WORK TO COMPLETE: Render the lines below as a numbered list, leaving out any blank lines.

#### PROVIDED RECORDS ####

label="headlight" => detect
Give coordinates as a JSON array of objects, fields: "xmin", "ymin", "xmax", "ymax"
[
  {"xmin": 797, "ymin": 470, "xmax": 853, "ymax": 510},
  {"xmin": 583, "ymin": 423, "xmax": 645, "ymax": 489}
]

####

REPLY:
1. label="headlight" => detect
2. Give coordinates as a JSON array of objects, fields: "xmin", "ymin", "xmax", "ymax"
3. [
4.   {"xmin": 797, "ymin": 470, "xmax": 853, "ymax": 510},
5.   {"xmin": 583, "ymin": 423, "xmax": 645, "ymax": 489}
6. ]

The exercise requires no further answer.